## Stated problem A
Transcribe the interview transcript word for word, everything from "Ben Gibbard: Well, that’s" down to "the main output.".
## Stated problem B
In the interview transcript, why does Meg Remy consider it problematic when an artist's team interjects about the work with an eye to what will sell? Answer in one to three sentences.
## Stated problem C
List every musician or band that the speakers in the interview transcript mention by name.

Meg Remy: Yeah. Or that won’t sell. You know, I think that focusing on what will sell or like a lot of artists who have, like, you know, a team around them, that are interjecting about the work. That’s problematic for a lot of reasons, but a main one is that I think that it often underestimates the audience. Why would we not want to challenge the audience? Why would you not want to do something fresh for the people that you are going to be coming to check you out that are fans that are paying money that they, you know, hard-earned money for your record or to come to your show? And so to underestimate one’s audience, I think, can be disrespectful in a way.
Ben Gibbard: Yeah. And I think also there’s, you know, specifically with that record Feeling the Space, which was my introduction to her music away from the five-second clips that you’d see places. It’s only really struck me in recent years. Like, what an incredibly fearless position it was to take to be like, yeah, the rock landscape in 1973 is like, you know, Led Zeppelin and, you know, like AM Radio Rock and kind of shitty prog. And you know, and there aren’t a lot of women kind of, in making music, I know women are making music, but they’re not a lot of women on the radio at that point. I think the record I’m going to make is going to deal with my Asian identity and feminist themes. That’s the music I’m going to make, and it’s like, it’s fucking incredible to think about this record, which you put this record on now. And it’s it seems contemporary because of the style in which it’s written and the subject matter, everything like that. But we’re talking like fifty years ago, this was the approach that she took with this album.
Meg Remy: Yeah
Ben Gibbard: And it’s only really kind of hit me in recent years, like what an incredibly unique and brave series of choices that was.
Meg Remy: For sure. And but it seems that she was really able to make them because of… It seems like she has a really good relationship to death. She doesn’t shy away from it, like from what I know of her childhood in the war and stuff like… She was faced with it and then she had funds. You know what I mean? Like, she wasn’t. Oh, please record label, put my record out. She had the funds and she used them to good ends. I mean, I don’t think she could have operated any different way because she seems to be. But you know, she was able to do what she was able to do due to having access to money and veto power. And that is a privilege that I think is huge because so many people that want to make the music that they wanna make, wanna make out music, they can’t. I mean, now you can because you can put it up on Bandcamp or something, but you’re most likely not going to get to have a 60, 70 year long career.
Ben Gibbard: Well, that’s yeah, that’s a really excellent point. Thinking of some of the biggest pop stars or recording artists, whatever over the past 50 years, I’m having a difficult time thinking of one off the top of my head that once they achieved a level of notoriety or success or fame, then said, You know what, I’m going to make the really fucked up stuff now. Like, I’m going to go. I want to go out of my way and make some really wild shit. It becomes more like, you know, now we need another song like the hit from the last record. And you know, you see some pop stars kind of like, maybe Miley Cyrus will like moonlight with the Flaming Lips or something like that, but that’s not the main thing. You know, that’s not the main output.

## Dataset records
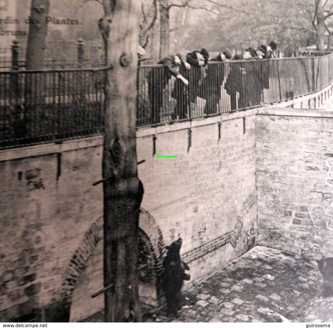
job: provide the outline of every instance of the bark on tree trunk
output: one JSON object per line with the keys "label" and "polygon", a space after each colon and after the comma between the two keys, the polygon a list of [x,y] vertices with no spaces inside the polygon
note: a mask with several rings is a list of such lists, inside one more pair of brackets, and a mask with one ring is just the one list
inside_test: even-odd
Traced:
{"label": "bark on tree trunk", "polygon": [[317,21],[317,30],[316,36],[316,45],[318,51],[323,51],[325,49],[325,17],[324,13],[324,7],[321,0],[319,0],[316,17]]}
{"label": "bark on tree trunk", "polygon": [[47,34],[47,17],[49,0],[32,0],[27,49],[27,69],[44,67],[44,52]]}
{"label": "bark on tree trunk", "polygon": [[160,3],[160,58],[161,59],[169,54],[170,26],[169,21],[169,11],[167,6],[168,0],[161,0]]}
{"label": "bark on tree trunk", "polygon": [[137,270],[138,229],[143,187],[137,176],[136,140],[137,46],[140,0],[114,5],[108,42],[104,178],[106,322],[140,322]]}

## Full solution A
Ben Gibbard: Well, that’s yeah, that’s a really excellent point. Thinking of some of the biggest pop stars or recording artists, whatever over the past 50 years, I’m having a difficult time thinking of one off the top of my head that once they achieved a level of notoriety or success or fame, then said, You know what, I’m going to make the really fucked up stuff now. Like, I’m going to go. I want to go out of my way and make some really wild shit. It becomes more like, you know, now we need another song like the hit from the last record. And you know, you see some pop stars kind of like, maybe Miley Cyrus will like moonlight with the Flaming Lips or something like that, but that’s not the main thing. You know, that’s not the main output.

## Full solution B
She thinks it often underestimates the audience, and underestimating one's audience can be disrespectful. Fans pay hard-earned money for records and shows, so artists should want to challenge them and give them something fresh.

## Full solution C
Led Zeppelin
Miley Cyrus
the Flaming Lips